ИСХОДНЫЙ ТЕКСТ:
────────

ТЕКСТ ЗАПИСКИ: ОБРАЩЕНИЕ К МОНАРХУ

Для чего же предназначалась записка «О древней и новой России»? Возможно, текст Карамзина служил своеобразным репертуаром исторических и политических аргументов, которые Екатерине Павловне следовало использовать в разговорах с венценосным братом (с той оговоркой, что их беседа наверняка шла бы на французском языке). В таком случае нормы публичного поведения, актуальные для придворного сегмента публичной сферы, оказались бы соблюдены: определения и формулы, невозможные в устах подданного, могли тем не менее прозвучать из уст ближайшего к монарху члена императорской фамилии (вспомним, кроме того, что и великий князь Константин Павлович поддерживал позицию сестры по реформам Сперанского и в тот период восхищался Карамзиным). Записка «О древней и новой России» составлялась Карамзиным после подробного и долгого обсуждения с Екатериной Павловной. Мы можем только догадываться, какова была роль великой княгини в составлении документа, однако само ее участие в финальной редактуре не подлежит сомнению. Екатерина Павловна готовилась к решительному разговору с монархом и остро нуждалась в доводах, способных убедить Александра в необходимости отказа от ослабления самодержавной власти. Однако в итоге сочинение Карамзина было использовано Екатериной Павловной прагматически и без особой щепетильности относительно репутации историографа. Карамзин прекрасно понял это, и на некоторое время их отношения с великой княгиней охладились.

Впрочем, версия Лотмана о расчете Карамзина на непосредственное знакомство Александра I с запиской располагает весомым аргументом, связанным с одним из фрагментов самого трактата. Карамзин писал:

Доселе говорил я о царствованиях минувших – буду говорить о настоящем, с моею совестью и с государем, по лучшему своему уразумению. Какое имею право? Любовь к Отечеству и монарху, некоторые, может быть, данные мне Богом способности, некоторые знания, приобретенные мною в летописях мира и в беседах с мужами великими, т. е. в их творениях. Чего хочу? С добрым намерением – испытать великодушие Александра и сказать, что мне кажется справедливым и что некогда скажет история[165].

────────

[Строки из набора данных с точечной разметкой]
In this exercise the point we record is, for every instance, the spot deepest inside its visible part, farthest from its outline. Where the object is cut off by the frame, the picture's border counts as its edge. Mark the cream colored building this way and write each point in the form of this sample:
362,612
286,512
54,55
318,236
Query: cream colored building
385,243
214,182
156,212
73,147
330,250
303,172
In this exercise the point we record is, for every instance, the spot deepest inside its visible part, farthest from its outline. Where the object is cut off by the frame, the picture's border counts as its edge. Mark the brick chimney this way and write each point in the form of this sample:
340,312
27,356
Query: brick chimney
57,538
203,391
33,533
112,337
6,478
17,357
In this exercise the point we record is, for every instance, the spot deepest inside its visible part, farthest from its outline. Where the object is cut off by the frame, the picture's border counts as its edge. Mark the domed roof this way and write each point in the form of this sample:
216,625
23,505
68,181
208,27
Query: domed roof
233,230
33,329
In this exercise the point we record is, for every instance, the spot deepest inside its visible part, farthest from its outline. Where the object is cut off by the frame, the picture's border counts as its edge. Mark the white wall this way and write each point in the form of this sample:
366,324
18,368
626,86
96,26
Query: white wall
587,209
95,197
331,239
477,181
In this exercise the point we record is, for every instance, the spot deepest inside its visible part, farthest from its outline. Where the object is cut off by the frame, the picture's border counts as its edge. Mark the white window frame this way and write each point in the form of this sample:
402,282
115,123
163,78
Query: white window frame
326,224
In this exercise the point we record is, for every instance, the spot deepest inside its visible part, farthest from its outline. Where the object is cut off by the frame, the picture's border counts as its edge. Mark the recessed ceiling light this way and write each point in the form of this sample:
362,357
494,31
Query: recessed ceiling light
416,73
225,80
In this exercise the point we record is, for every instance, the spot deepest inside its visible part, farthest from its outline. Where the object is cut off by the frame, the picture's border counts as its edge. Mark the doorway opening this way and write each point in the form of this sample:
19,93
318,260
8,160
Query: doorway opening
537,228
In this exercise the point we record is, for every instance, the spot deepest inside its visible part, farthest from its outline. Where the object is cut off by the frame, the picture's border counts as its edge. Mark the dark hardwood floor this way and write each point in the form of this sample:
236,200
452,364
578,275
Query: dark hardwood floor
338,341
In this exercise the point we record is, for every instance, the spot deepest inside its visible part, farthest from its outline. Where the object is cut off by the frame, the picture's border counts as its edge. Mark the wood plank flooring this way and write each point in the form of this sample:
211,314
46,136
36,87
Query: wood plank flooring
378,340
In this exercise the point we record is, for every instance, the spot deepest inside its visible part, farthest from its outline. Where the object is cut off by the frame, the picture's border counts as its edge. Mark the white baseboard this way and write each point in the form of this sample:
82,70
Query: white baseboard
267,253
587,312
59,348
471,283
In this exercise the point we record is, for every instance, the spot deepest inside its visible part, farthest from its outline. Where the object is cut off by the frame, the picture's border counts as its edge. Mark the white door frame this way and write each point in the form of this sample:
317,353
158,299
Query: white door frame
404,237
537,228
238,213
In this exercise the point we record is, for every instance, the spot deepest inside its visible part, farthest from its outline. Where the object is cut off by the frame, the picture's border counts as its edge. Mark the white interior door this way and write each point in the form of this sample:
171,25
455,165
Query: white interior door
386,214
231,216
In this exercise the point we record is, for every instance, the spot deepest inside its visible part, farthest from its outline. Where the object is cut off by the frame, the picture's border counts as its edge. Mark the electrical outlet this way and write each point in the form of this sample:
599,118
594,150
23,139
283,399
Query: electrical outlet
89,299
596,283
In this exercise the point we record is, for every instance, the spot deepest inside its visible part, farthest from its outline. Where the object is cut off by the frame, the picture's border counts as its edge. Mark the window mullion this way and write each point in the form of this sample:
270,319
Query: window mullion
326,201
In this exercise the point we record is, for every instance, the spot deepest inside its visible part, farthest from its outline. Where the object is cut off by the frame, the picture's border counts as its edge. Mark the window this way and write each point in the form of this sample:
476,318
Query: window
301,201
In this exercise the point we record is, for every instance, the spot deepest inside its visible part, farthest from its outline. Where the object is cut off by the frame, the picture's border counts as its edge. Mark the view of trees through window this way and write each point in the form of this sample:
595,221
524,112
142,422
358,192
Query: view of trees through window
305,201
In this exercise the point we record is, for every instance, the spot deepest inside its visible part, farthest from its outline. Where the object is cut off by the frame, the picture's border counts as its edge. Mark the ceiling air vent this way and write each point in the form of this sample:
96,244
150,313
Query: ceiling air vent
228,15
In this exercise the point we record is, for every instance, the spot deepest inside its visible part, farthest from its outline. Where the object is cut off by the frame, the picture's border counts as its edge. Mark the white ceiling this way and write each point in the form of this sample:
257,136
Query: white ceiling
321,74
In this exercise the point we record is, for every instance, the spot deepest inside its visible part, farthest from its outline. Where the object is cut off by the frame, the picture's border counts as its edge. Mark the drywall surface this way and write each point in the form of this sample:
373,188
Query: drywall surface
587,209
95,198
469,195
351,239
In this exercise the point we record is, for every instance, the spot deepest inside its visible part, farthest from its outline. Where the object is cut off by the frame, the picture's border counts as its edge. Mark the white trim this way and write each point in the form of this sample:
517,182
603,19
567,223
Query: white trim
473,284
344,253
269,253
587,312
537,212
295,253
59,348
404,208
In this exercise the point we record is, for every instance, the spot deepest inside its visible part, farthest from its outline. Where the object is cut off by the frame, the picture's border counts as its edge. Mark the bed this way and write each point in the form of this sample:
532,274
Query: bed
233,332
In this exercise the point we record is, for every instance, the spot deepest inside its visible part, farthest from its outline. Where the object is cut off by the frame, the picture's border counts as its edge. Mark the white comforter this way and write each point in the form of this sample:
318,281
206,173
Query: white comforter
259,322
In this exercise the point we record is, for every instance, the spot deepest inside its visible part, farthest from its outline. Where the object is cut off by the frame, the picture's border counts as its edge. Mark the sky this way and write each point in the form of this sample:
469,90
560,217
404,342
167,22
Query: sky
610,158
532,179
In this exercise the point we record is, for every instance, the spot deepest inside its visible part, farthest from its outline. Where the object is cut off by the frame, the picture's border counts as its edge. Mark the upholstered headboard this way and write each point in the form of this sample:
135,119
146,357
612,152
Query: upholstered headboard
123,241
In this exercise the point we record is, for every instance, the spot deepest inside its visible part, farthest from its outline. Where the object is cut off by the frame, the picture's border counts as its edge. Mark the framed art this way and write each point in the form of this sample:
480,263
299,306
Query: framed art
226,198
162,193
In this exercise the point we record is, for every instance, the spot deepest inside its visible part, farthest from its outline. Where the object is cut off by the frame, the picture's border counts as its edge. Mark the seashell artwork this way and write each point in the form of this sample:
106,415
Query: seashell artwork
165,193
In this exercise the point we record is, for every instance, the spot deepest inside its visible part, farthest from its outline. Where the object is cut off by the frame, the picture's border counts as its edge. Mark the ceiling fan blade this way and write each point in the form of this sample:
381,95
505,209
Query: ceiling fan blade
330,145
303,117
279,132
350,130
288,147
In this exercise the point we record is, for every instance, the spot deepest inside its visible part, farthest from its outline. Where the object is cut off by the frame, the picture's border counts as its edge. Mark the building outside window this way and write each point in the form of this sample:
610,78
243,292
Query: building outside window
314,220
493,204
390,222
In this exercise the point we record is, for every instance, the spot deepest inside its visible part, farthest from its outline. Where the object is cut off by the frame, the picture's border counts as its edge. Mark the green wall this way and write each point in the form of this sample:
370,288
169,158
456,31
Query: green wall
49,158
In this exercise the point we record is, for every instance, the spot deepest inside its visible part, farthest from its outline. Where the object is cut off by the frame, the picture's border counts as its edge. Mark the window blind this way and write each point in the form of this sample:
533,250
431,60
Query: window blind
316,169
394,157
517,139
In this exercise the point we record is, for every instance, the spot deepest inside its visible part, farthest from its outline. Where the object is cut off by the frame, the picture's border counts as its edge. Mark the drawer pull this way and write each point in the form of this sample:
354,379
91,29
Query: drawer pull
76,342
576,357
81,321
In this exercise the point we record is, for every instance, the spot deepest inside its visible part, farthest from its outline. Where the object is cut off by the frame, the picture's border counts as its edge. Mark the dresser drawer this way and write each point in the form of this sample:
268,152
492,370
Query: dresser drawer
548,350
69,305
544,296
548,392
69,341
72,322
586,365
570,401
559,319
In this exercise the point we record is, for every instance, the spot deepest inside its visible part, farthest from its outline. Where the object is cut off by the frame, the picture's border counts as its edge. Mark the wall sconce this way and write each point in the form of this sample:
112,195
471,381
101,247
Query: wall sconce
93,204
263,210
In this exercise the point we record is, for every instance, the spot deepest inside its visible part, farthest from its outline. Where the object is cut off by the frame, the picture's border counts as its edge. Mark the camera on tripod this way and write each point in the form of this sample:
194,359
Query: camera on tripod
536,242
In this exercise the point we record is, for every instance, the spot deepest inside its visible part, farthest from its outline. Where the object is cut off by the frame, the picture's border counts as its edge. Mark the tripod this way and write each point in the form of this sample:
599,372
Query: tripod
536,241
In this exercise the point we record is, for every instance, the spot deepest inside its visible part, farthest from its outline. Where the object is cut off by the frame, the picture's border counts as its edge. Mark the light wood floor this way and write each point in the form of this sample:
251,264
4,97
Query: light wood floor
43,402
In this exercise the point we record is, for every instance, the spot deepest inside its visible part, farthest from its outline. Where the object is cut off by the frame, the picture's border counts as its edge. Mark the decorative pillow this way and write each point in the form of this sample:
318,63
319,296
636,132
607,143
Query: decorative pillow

────────

ОПИСАНИЕ ЗАДАНИЯ: С кем, согласно исходному тексту, Карамзин подробно и долго обсуждал записку «О древней и новой России», прежде чем составить ее?

РЕЗУЛЬТАТ ВЫПОЛНЕНИЯ: С великой княгиней Екатериной Павловной.